:: Request 1 ::
According to the book review, in what year was Richard Salmon's article "Henry James, Popular Culture, and Cultural Theory" published?
==== Source extract
John Carlos Rowe, Our Henry James in Fiction, Film, and Popular Culture (New York: Routledge, 2023), 252 pp.

In contextualizing John Carlos Rowe’s study of complex, diachronic, and transmedial influence and intertextuality in and of Henry James, it seems only fitting to begin with a double layer of referentiality: Richard Salmon’s 1998 article “Henry James, Popular Culture, and Cultural Theory” opens with an epigraph taken from John Fiske’s Understanding Popular Culture concerning the relation between high culture and popular culture. As Fiske claims: “Of course, popular culture does not resemble a highly crafted sonnet or lyric poem, nor does it attempt to reproduce the psychological depth and density of texture of a novel by Henry James (for which we should all be truly grateful)” (qtd. in Salmon 211). Fiske here uses James as a stand-in for high culture marked by “psychological depth and density of texture” whose absence—whether we are indeed grateful for this or not—sets it apart from popular culture. Salmon, however, complicates this assumption of a clear dividing line between “the master” and “the popular” via “a survey of the ongoing critical attempt to map Henry James’s engagement with the terrain of popular culture” (211). As our understanding of the popular as a theoretical and historical concept continues to shift and as popular culture continues to reference James, that critical exploration is still—even almost 30 years after Salmon’s assessment–“ongoing.” John Carlos Rowe, the author of, among many others, The Other Henry James (Duke UP, 1998) and editor of A Historical Guide to Henry James (Oxford UP, 2012, with Eric Haralson) and Henry James Today (Cambridge Scholars, 2014), is a widely renowned James-scholar, whose decades of work on the late-nineteenth-century author clearly mark his 2023-study Our Henry James in Fiction, Film, and Popular Culture. The monograph is an exhaustive study of the myriad ways in which “Henry James has been popularized, even though he is by no means a popular writer” (218).
========
==== Data provided
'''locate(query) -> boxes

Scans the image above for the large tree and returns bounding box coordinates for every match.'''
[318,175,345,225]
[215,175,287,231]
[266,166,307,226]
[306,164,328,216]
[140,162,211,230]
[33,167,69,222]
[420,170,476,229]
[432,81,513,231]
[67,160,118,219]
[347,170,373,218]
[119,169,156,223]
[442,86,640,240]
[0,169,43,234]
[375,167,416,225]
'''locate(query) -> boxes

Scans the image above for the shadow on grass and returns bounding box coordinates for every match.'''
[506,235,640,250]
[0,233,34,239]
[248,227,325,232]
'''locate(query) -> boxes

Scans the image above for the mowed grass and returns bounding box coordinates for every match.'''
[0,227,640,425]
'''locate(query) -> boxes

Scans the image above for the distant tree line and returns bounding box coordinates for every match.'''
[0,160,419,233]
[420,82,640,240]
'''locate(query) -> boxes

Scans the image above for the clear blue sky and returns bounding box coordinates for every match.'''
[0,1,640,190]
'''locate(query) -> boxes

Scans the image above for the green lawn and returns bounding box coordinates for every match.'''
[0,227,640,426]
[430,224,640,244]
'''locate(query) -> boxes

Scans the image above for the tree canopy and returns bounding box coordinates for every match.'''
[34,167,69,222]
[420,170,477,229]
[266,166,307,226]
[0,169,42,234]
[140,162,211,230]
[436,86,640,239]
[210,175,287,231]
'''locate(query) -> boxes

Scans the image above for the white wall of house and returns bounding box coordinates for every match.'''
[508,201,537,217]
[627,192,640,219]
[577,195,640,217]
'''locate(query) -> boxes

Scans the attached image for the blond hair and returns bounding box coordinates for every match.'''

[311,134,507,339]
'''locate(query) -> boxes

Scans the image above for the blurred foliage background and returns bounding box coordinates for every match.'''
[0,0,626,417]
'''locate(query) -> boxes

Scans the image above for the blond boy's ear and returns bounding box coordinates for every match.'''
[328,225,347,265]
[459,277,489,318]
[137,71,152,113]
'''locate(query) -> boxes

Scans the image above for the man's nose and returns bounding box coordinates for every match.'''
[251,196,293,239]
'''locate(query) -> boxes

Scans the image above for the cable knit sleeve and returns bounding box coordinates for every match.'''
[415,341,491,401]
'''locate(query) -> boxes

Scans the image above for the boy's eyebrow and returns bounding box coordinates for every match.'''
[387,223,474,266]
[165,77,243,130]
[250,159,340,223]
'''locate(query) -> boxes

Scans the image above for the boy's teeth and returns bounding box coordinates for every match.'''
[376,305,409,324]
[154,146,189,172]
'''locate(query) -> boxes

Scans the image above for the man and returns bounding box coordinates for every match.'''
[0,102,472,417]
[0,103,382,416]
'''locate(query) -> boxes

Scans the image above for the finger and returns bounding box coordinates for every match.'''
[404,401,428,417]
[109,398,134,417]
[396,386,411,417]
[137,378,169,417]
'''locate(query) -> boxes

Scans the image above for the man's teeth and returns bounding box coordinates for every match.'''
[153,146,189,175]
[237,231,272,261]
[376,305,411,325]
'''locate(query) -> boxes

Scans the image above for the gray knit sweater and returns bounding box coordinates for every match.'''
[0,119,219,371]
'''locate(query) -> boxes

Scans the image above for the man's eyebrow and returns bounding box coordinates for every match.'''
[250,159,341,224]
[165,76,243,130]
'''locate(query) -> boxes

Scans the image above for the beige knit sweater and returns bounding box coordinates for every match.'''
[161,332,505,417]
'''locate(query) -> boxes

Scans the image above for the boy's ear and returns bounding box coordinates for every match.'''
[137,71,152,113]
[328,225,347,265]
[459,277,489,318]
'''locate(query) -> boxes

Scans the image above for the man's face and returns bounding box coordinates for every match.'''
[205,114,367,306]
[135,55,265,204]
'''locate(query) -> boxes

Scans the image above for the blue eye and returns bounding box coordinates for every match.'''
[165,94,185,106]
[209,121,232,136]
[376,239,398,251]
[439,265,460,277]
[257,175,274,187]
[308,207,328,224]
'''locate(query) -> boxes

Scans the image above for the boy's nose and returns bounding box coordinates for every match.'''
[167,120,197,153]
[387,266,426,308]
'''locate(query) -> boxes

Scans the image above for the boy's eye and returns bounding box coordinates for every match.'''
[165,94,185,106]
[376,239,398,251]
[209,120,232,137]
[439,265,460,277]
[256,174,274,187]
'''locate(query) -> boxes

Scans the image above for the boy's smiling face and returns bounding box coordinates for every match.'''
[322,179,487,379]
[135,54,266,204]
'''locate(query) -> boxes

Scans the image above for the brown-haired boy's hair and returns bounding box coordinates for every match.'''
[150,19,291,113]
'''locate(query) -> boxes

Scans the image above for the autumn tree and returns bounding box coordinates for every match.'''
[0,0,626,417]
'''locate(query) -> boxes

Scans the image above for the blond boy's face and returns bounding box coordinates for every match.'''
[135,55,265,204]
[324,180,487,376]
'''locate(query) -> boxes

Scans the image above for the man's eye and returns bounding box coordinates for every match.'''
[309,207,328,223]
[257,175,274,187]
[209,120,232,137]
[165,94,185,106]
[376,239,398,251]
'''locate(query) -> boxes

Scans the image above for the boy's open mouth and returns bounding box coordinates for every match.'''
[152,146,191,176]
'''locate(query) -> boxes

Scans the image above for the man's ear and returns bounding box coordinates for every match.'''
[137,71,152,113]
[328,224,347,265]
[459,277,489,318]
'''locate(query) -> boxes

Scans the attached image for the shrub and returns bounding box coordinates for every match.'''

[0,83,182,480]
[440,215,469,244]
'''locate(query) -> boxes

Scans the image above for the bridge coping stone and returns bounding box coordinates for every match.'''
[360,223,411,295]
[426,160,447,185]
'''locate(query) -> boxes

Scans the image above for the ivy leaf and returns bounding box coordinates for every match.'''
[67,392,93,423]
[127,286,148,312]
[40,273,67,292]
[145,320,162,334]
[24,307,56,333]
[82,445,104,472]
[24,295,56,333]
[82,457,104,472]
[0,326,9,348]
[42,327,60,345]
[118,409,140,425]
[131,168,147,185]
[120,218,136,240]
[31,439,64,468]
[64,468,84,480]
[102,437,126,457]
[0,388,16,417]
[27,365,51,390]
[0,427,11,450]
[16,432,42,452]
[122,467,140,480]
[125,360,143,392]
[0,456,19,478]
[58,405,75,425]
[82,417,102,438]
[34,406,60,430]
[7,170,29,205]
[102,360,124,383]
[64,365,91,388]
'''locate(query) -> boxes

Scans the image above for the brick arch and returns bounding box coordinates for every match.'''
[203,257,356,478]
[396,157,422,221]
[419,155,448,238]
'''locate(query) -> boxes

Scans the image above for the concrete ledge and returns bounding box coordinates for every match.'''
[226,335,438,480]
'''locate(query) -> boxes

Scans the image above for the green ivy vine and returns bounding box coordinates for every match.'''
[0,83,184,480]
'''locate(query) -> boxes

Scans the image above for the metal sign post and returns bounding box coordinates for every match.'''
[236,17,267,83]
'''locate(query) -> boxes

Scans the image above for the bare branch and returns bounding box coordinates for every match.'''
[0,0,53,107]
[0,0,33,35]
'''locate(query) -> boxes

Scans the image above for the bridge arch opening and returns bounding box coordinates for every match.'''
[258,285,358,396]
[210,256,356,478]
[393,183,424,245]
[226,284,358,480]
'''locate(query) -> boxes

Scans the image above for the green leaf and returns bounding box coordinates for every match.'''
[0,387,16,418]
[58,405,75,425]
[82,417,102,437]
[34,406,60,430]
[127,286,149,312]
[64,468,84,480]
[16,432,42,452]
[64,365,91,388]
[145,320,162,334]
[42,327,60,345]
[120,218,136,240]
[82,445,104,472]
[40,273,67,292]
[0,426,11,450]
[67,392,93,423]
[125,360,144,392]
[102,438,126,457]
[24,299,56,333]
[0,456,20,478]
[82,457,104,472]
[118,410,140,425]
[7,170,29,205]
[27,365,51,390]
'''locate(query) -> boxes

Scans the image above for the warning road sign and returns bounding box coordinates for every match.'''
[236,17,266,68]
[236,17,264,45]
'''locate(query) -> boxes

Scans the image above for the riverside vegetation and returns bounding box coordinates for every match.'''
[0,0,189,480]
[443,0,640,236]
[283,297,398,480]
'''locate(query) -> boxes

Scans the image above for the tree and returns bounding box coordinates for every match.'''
========
:: Request 2 ::
Convert the listing, from its first line through the line containing "[375,167,416,225]" (both included), into a Markdown table with the columns Row and Line, one row per line, leaving out blank lines.

:: Worked solution 1 ::
1998

:: Worked solution 2 ::
| Row | Line |
|---|---|
| 1 | '''locate(query) -> boxes |
| 2 | Scans the image above for the large tree and returns bounding box coordinates for every match.''' |
| 3 | [318,175,345,225] |
| 4 | [215,175,287,231] |
| 5 | [266,166,307,226] |
| 6 | [306,164,328,216] |
| 7 | [140,162,211,230] |
| 8 | [33,167,69,222] |
| 9 | [420,170,476,229] |
| 10 | [432,81,513,231] |
| 11 | [67,160,118,219] |
| 12 | [347,170,373,218] |
| 13 | [119,169,156,223] |
| 14 | [442,86,640,240] |
| 15 | [0,169,43,234] |
| 16 | [375,167,416,225] |